## Exercise passage
This is the first installment of a new series on campus wellness.

Whether experiencing a crisis or feeling mild exam-week stress, Bowdoin students for years have relied upon the hard work of Counseling Services.  This semester, however, brings a change for counseling at the College: According to an email from Director of Counseling Services Bernie Hershberger, students who are not in situations of “crisis or complicated mental health diagnoses” will no longer be able to receive weekly sessions with a counselor.   

According to Hershberger, roughly 27 percent of Bowdoin’s student population currently utilizes Counseling Services. 

“[It] is one of the largest utilization rates I have heard of  among small colleges,” wrote Hershberger in an email to the Orient. 

Over the past nine years, according to Hershberger, Counseling Services has seen a 40 percent increase in students utilizing their service. In response, the College has made an effort to keep Counseling Services well staffed, and hired a new psychologist last spring, Robert Carnicella. The change in policy, therefore, is not as a result of understaffing or time constraints. However, according to Hershberger, adding more and more employees to keep up demand is not necessarily a viable long-term solution.  

To deal with this growth in a more sustainable manner, the center has modified its approach to therapy on campus. The center has changed from emphasizing a traditional one-on-one therapy model to providing more group-based options. The change, according to Hershberger, is rooted in a “desire to have room for every student to have access to counseling if they wish it.” 
Emma Johnson ’14, who began going to Counseling Services at the beginning of this year, said that she was encouraged to participate in group counseling center exercises after her first appointment. 

“They gave me a few more appointments, and I’m grateful that they’re making the time,” she said. “They did recommend that I go to meditation classes and some of the group mindfulness stuff that the counseling offers.”

Although Johnson said that she personally is not interested in group sessions, she could see how they would be helpful for others. 

Hannah Tennant ’14 has been going to Counseling Services since the spring of her sophomore year. She began with weekly appointments both that spring and her junior fall, and was transitioned into biweekly appointments this fall.

“Currently, I feel totally fine about it, but back when counseling felt more necessary, I don’t think I would have,” she said.

## Problems to work on
**a.** List every person named in the counseling article, each with the role or class year the article gives.
**b.** Continue the counseling article after its final paragraph.

## Dataset extract
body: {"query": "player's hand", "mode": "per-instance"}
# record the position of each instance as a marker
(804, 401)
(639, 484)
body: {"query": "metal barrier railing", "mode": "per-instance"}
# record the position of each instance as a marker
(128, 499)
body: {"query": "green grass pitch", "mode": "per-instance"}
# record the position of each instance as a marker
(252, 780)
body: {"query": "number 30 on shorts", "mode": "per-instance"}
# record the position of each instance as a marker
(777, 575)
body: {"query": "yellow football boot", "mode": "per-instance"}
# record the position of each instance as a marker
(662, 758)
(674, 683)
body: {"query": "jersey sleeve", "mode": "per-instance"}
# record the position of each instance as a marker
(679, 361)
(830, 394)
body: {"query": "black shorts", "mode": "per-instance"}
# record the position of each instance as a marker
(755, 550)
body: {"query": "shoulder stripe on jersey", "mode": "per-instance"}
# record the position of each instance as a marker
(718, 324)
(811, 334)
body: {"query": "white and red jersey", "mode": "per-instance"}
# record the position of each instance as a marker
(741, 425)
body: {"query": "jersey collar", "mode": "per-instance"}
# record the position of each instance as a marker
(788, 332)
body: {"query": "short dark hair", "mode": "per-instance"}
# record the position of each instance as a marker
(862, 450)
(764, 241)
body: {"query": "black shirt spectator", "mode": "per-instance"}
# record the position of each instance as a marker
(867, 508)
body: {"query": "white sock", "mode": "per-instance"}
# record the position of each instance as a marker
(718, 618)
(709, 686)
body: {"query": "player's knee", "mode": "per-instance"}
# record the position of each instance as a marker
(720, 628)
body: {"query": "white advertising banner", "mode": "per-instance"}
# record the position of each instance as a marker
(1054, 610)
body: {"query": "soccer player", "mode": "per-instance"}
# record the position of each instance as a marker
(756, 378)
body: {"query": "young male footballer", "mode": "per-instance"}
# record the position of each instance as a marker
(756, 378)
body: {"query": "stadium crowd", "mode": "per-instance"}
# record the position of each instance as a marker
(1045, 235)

## Answers to the exercises
**a.**
- Bernie Hershberger, Director of Counseling Services
- Robert Carnicella, a psychologist hired last spring
- Emma Johnson ’14
- Hannah Tennant ’14

**b.**
According to Tennant, the change in policy to biweekly appointments was presented as a top down decision.

“They talked about how this is their formatting for this year,” she said. “I feel comfortable enough with counseling that if I wanted something every week I could work it out with them. But it was sort of presented to me as how they were trying to do things this year.” 

In order to prepare for this policy shift, Counseling Services held an eight-hour training session on September 17 to broaden both their knowledge and experience with group-based counseling.  With greater skill sets in this area of programming, Hershberger hopes to address student issues with what can sometimes be a more effective form of treatment than individual meetings. 

The increase in group sessions and activities will ideally cut into that 27 percent, as well as reduce the number of students needing more intensive psychological care. The groups will also help Bowdoin avoid turning students away in the future, or capping a student’s number of visits at five or 10 (as many other colleges and universities do around the country, according to Hershberger).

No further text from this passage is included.